Problem: Leaving out the pictures, output each record exactly as it stands.

╔══

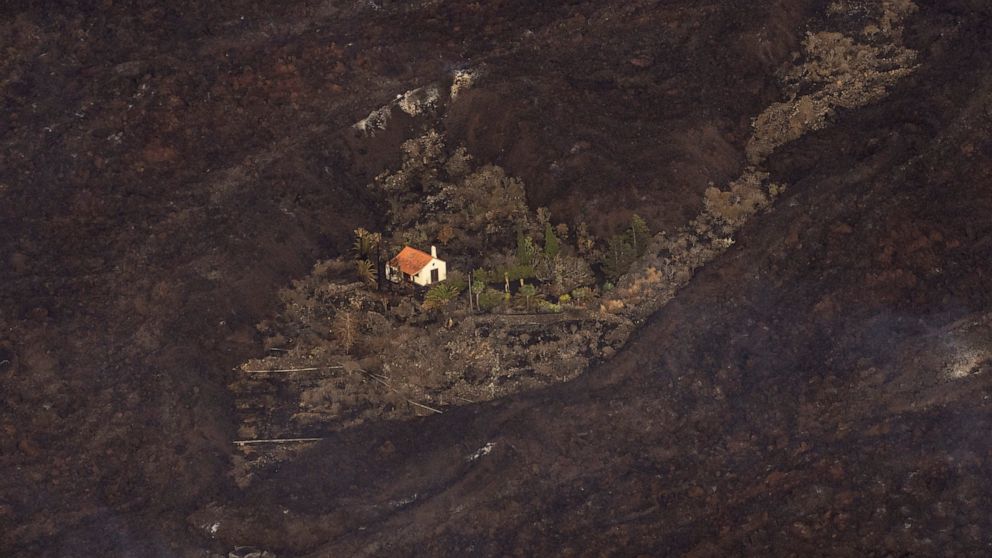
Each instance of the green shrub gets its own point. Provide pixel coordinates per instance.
(583, 295)
(439, 295)
(490, 299)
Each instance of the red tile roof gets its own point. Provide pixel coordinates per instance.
(410, 260)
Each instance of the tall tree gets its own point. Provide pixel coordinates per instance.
(551, 245)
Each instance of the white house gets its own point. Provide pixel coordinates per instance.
(417, 267)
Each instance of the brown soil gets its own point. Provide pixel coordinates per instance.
(821, 388)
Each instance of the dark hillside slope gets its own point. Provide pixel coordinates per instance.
(824, 388)
(821, 388)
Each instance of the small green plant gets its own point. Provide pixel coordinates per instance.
(365, 271)
(440, 295)
(528, 292)
(548, 307)
(551, 245)
(490, 299)
(525, 250)
(583, 295)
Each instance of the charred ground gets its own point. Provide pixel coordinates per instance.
(821, 386)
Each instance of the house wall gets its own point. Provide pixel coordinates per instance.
(423, 277)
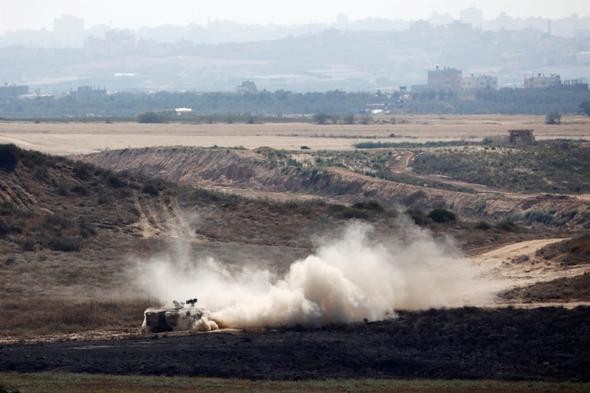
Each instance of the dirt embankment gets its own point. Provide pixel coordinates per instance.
(239, 170)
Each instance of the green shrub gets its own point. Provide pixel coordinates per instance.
(9, 157)
(553, 118)
(417, 216)
(4, 228)
(115, 181)
(442, 216)
(65, 244)
(369, 205)
(7, 208)
(539, 216)
(150, 189)
(354, 213)
(151, 117)
(508, 226)
(483, 226)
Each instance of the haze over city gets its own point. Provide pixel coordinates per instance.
(39, 14)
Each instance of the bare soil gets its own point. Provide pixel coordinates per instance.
(549, 344)
(77, 138)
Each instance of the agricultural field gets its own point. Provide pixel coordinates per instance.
(75, 137)
(90, 240)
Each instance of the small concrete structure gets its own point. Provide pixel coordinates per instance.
(521, 137)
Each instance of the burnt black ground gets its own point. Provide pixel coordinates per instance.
(507, 344)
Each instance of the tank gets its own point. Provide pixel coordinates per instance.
(182, 316)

╚══

Answer section:
Each instance of the green shrub gets its own point. Provide pixel coordinates per instance.
(583, 295)
(439, 295)
(490, 299)
Each instance of the red tile roof gets its own point. Provide pixel coordinates per instance.
(410, 260)
Each instance of the tall tree gets its own point. Provide pixel coordinates per instance.
(551, 245)
Each instance of the white house gets its own point. Provide pixel coordinates per instance.
(417, 267)
Each instance of the brown soil gets its own point. Provide pixel coordinates per instance.
(821, 388)
Each instance of the dark hillside slope gets its own point. Provide pixel coordinates per instance.
(824, 388)
(821, 388)
Each instance of the small green plant gets its own point. Provide pixel coordinates per instance.
(365, 271)
(440, 295)
(528, 292)
(548, 307)
(551, 245)
(490, 299)
(525, 250)
(583, 295)
Each instance of the charred ground gets its own point. Provide pixel coordinates per instance.
(821, 386)
Each instance of the house wall gets its own point. Provide pixel coordinates per instance.
(423, 277)
Each instance of the dirt embankment gets its own point. Provide pixel coordinates per instance.
(239, 170)
Each instance of the green shrub gets its own point. Provide pixel coordinates per instance.
(9, 157)
(553, 118)
(417, 216)
(4, 228)
(115, 181)
(442, 216)
(65, 244)
(369, 205)
(7, 208)
(539, 216)
(150, 189)
(354, 213)
(151, 117)
(508, 226)
(483, 226)
Each instance of the haze over city gets its own point. Provide pixel coordinates per instance.
(39, 14)
Each instance of the bare soil gets its own point. Provide pixel coordinates per instance.
(549, 344)
(77, 138)
Each instance of the agricultural field gets its own point. Provide pixel coordinates per instance.
(75, 137)
(90, 240)
Each instance of the small concrete structure gets its own point. Provide pixel coordinates per instance.
(521, 137)
Each instance of the burnt black ground gets its own point. Provide pixel coordinates per instance.
(507, 344)
Each instance of the tank gets its own point. Provide pixel coordinates per instance.
(182, 316)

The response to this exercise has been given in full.